Work instruction. Would you write out, exactly as they stand, all lines from the one containing "Phrase: weathered stone facade" through the end of the listing below, and only those?
————————
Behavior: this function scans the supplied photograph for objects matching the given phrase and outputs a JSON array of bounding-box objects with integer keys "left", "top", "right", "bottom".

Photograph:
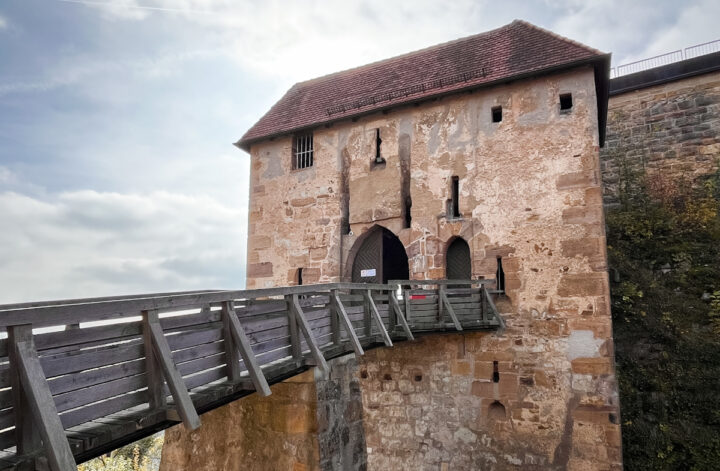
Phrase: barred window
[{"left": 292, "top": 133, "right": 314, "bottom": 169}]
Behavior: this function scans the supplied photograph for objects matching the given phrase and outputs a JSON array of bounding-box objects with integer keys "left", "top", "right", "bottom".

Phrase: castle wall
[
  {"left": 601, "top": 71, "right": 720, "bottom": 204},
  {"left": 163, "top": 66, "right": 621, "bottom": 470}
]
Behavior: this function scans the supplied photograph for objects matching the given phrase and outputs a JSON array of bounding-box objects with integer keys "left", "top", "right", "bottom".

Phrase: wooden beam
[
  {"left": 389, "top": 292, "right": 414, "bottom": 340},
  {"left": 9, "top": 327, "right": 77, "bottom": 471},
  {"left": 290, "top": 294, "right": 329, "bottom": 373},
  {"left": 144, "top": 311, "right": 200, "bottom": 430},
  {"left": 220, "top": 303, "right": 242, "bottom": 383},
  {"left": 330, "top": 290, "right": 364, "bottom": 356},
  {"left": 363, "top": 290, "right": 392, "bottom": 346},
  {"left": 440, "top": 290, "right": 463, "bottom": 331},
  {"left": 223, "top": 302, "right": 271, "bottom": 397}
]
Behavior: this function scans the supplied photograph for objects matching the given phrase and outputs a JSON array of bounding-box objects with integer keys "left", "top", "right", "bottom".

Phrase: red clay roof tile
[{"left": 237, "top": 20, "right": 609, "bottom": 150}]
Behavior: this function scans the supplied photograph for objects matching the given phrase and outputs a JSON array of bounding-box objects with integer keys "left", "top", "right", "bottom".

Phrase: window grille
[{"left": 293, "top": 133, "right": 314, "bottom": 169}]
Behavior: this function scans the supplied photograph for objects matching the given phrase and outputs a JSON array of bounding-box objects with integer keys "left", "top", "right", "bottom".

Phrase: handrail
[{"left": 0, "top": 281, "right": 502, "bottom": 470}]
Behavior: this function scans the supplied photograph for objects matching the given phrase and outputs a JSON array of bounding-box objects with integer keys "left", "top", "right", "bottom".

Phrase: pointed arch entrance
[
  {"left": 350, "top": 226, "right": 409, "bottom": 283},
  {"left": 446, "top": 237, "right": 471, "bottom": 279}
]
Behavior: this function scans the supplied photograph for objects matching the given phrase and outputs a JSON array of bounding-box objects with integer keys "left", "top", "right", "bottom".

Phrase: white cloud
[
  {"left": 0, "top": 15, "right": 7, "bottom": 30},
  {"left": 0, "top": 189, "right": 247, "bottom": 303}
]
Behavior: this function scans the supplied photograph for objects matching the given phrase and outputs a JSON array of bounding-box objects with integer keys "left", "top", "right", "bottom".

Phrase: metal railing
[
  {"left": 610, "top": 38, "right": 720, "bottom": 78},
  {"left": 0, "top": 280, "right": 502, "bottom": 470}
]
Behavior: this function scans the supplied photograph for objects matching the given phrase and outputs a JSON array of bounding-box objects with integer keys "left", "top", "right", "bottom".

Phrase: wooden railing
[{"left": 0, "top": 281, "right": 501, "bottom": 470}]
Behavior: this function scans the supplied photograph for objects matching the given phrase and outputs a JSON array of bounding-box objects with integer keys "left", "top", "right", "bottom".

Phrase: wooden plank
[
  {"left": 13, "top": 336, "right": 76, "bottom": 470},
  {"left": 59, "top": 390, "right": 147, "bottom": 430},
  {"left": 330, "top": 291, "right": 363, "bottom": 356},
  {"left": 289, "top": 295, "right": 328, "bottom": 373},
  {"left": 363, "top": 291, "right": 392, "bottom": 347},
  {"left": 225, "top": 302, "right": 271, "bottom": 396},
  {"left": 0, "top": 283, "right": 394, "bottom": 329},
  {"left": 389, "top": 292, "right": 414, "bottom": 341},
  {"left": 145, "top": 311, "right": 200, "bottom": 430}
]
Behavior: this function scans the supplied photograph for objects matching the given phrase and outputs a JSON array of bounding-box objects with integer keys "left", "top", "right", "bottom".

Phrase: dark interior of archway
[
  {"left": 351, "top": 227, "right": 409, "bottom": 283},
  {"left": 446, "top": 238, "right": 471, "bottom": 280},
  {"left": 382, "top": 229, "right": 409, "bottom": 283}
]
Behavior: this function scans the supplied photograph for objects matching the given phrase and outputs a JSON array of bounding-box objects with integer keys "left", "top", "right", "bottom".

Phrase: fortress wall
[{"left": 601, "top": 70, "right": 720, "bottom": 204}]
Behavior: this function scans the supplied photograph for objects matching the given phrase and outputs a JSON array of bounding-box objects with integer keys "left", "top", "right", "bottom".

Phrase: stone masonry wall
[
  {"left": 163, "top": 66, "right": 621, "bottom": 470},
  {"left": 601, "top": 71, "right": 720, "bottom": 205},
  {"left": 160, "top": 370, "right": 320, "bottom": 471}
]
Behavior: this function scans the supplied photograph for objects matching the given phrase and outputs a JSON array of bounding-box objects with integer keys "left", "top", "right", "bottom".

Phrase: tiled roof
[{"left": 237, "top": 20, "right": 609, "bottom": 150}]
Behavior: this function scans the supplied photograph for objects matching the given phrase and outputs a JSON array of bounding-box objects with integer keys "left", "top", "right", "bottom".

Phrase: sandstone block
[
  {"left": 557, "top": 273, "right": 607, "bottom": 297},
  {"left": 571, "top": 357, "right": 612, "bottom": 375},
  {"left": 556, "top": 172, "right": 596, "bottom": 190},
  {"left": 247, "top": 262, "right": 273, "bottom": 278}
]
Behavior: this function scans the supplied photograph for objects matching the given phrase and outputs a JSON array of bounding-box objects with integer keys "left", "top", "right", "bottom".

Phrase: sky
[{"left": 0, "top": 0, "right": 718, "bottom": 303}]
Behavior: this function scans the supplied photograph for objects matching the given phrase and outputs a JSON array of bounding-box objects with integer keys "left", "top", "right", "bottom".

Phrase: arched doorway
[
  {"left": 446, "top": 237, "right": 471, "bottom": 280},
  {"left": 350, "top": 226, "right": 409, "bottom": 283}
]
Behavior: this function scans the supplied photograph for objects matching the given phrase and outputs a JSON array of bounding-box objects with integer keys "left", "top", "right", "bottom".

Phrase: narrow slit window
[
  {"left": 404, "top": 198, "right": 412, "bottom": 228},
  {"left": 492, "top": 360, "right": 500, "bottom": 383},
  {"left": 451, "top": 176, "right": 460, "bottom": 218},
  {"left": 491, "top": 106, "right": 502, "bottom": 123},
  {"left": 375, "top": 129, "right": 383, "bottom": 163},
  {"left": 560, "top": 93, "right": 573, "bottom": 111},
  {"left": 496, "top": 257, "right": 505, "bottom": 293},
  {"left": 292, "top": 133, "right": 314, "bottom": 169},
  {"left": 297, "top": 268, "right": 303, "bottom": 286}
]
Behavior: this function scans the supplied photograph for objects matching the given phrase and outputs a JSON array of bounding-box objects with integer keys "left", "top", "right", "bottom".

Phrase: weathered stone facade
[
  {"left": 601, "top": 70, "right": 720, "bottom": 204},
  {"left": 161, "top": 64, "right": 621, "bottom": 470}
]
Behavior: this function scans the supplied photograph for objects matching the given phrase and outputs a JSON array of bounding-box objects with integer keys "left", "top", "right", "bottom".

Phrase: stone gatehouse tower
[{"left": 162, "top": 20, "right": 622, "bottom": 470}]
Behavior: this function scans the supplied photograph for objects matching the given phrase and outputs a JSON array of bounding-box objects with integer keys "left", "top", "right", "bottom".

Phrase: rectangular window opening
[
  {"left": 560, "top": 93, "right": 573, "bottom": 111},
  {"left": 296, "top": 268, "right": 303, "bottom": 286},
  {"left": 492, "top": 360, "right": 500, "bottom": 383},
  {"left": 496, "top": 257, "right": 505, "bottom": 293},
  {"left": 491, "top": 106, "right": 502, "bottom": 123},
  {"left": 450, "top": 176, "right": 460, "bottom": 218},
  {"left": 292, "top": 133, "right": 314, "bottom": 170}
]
————————
Expected answer.
Phrase: weathered stone facade
[
  {"left": 601, "top": 70, "right": 720, "bottom": 204},
  {"left": 161, "top": 64, "right": 621, "bottom": 470}
]
Behavior: this function scans the supplied photograph for objects matching the given phrase and outputs a JSON array of bounding-box objects with integer keys "left", "top", "right", "bottom".

Phrase: stone gatehouse tower
[{"left": 162, "top": 20, "right": 622, "bottom": 470}]
Behavior: this function scans the supplied photograph for objects matching the given phrase and outputs a JSON array of bounding-box objects with integer keys "left", "top", "right", "bottom".

Phrase: rectangular window opening
[
  {"left": 560, "top": 93, "right": 573, "bottom": 111},
  {"left": 296, "top": 268, "right": 303, "bottom": 286},
  {"left": 492, "top": 360, "right": 500, "bottom": 383},
  {"left": 496, "top": 257, "right": 505, "bottom": 293},
  {"left": 491, "top": 106, "right": 502, "bottom": 123},
  {"left": 450, "top": 176, "right": 460, "bottom": 218},
  {"left": 292, "top": 133, "right": 314, "bottom": 170}
]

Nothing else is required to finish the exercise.